EXERCISE DESCRIPTION
In the NumPy meshgrid text below, set down the passage from "A simple alternative: meshgrid" up to and including "y = numpy.array([4,5])", word for word.

A simple alternative: meshgrid + dstack
The currently accepted answer uses tile and repeat to broadcast two arrays together. But the meshgrid function does practically the same thing. Here's the output of tile and repeat before being passed to transpose:
In [1]: import numpy
In [2]: x = numpy.array([1,2,3])
...: y = numpy.array([4,5])
...:
In [3]: [numpy.tile(x, len(y)), numpy.repeat(y, len(x))]
Out[3]: [array([1, 2, 3, 1, 2, 3]), array([4, 4, 4, 5, 5, 5])]
And here's the output of meshgrid:
In [4]: numpy.meshgrid(x, y)
Out[4]:
[array([[1, 2, 3],
[1, 2, 3]]), array([[4, 4, 4],
[5, 5, 5]])]
As you can see, it's almost identical. We need only reshape the result to get exactly the same result.
In [5]: xt, xr = numpy.meshgrid(x, y)
...: [xt.ravel(), xr.ravel()]
Out[5]: [array([1, 2, 3, 1, 2, 3]), array([4, 4, 4, 5, 5, 5])]
Rather than reshaping at this point, though, we could pass the output of meshgrid to dstack and reshape afterwards, which saves some work:
In [6]: numpy.dstack(numpy.meshgrid(x, y)).reshape(-1, 2)

SOURCE EXCERPT
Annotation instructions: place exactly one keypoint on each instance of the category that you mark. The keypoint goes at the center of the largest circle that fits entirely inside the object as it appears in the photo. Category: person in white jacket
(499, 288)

WRITTEN SOLUTION
A simple alternative: meshgrid + dstack
The currently accepted answer uses tile and repeat to broadcast two arrays together. But the meshgrid function does practically the same thing. Here's the output of tile and repeat before being passed to transpose:
In [1]: import numpy
In [2]: x = numpy.array([1,2,3])
...: y = numpy.array([4,5])